**Problem**
The lines to extract begin at the one containing "Note to the class: mark the arched" and run to the end of the listing; set them down exactly and alone.

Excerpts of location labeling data
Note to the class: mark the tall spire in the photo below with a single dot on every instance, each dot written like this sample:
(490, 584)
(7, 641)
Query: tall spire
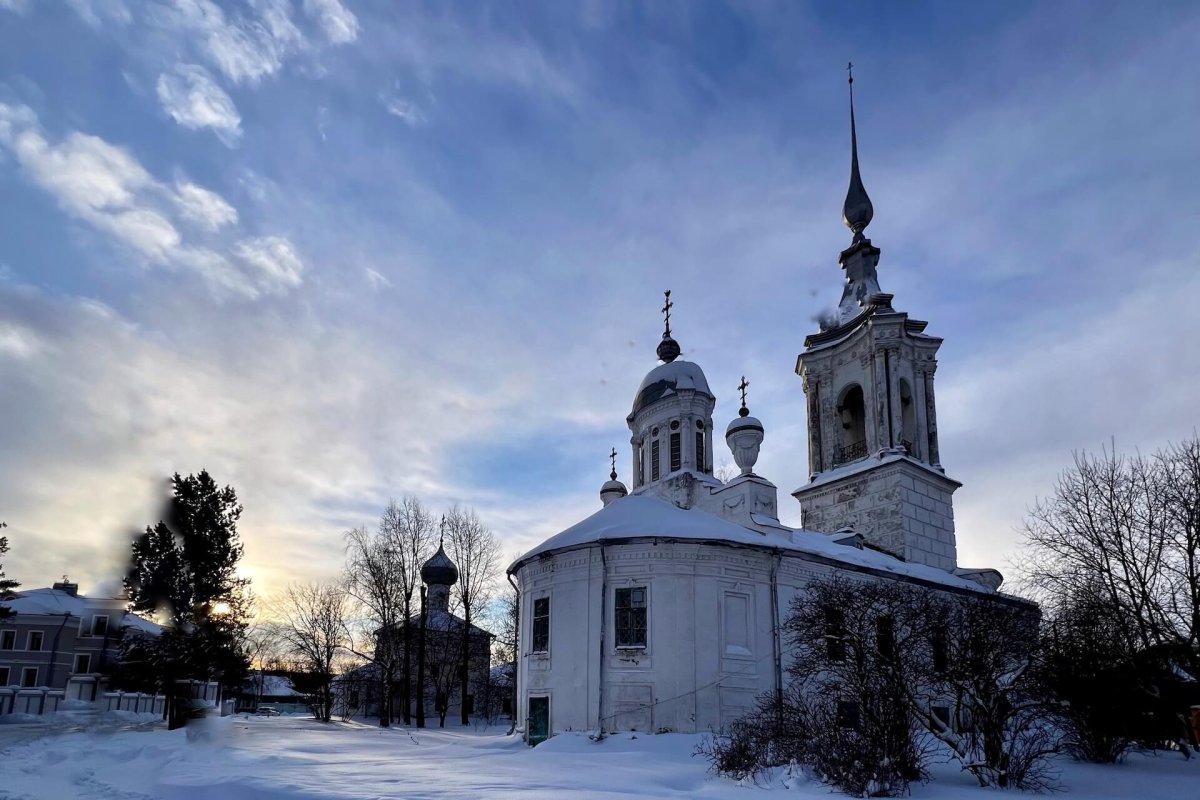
(669, 349)
(857, 211)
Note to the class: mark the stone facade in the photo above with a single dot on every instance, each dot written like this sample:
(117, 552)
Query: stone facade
(899, 505)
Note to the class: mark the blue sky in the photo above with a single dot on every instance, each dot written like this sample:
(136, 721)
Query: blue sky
(337, 252)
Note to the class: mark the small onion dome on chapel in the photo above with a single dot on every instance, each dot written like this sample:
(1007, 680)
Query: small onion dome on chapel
(671, 376)
(612, 489)
(439, 570)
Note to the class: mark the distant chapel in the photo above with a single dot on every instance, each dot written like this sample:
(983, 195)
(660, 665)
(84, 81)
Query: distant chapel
(663, 609)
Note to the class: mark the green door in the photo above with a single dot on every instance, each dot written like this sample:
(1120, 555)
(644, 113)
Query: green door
(539, 720)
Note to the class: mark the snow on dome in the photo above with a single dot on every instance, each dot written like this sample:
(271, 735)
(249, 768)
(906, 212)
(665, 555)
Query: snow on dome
(439, 570)
(741, 422)
(642, 516)
(666, 379)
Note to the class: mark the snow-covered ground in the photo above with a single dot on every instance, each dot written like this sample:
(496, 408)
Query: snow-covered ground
(295, 758)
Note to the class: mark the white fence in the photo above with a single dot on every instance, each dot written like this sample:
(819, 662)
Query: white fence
(85, 695)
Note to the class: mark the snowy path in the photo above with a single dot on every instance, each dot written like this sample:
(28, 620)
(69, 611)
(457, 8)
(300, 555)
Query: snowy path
(283, 758)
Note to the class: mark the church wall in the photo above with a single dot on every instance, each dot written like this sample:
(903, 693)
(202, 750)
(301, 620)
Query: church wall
(898, 506)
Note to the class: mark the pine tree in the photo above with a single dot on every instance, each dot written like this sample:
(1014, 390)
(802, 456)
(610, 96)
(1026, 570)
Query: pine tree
(184, 571)
(6, 585)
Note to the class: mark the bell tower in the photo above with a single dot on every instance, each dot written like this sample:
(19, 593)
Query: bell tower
(868, 374)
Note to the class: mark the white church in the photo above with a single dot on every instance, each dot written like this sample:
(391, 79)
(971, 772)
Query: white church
(663, 609)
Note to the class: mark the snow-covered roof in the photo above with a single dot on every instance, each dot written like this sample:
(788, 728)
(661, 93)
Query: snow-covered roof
(55, 602)
(666, 379)
(649, 517)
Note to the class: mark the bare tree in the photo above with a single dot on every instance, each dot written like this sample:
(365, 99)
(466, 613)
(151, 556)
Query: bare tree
(313, 624)
(375, 579)
(475, 552)
(409, 529)
(1116, 547)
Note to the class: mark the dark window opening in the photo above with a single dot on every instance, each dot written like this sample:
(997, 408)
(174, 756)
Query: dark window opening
(886, 637)
(942, 714)
(835, 635)
(630, 607)
(541, 625)
(937, 653)
(849, 715)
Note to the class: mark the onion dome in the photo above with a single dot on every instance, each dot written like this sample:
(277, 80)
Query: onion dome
(667, 379)
(439, 570)
(612, 489)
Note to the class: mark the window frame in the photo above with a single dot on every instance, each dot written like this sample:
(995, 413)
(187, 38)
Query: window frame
(628, 642)
(537, 623)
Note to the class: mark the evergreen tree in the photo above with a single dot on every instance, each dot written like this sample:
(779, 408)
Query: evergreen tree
(184, 571)
(6, 585)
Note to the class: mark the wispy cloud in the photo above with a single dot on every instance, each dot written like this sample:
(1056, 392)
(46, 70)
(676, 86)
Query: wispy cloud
(107, 187)
(193, 100)
(339, 23)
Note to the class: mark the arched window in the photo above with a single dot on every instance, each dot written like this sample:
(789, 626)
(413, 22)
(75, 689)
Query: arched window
(907, 419)
(852, 413)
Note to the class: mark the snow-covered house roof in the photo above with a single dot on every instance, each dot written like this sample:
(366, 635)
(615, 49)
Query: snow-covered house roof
(57, 602)
(643, 516)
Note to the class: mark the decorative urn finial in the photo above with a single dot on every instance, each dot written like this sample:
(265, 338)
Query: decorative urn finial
(744, 434)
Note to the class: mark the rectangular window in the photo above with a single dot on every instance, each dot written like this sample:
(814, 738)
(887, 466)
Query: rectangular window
(835, 633)
(847, 715)
(942, 714)
(630, 606)
(885, 637)
(541, 625)
(937, 653)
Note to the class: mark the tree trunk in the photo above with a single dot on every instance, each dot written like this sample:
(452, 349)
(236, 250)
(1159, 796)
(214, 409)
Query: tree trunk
(406, 689)
(463, 683)
(420, 668)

**Task answer**
Note to the class: mark the arched window in the photo above with a single dot on every instance, each dot written like this sample:
(789, 626)
(413, 22)
(75, 689)
Query: arched window
(907, 419)
(852, 413)
Note to the class: mark the snow-covered house roof in the photo above with a single dot on every instance, each dot written like this sample:
(366, 635)
(615, 49)
Query: snow-covered house roof
(57, 602)
(643, 516)
Note to the class: mark the decorative urn finial in the photo above with a single dot on every instance, each dot written like this sample:
(265, 338)
Query: decorative urn finial
(744, 434)
Note to the class: mark the rectangular window in the photo above with a single dot on every instance, each dot written like this sample:
(814, 738)
(887, 466)
Query: rectangular window
(835, 633)
(847, 715)
(942, 714)
(630, 606)
(885, 637)
(541, 625)
(937, 653)
Note to the class: mark the tree trunk in the photo above with a single dot on every instance, each dot written like this sample:
(452, 349)
(236, 250)
(1159, 796)
(214, 409)
Query: tree trunk
(406, 689)
(463, 683)
(420, 668)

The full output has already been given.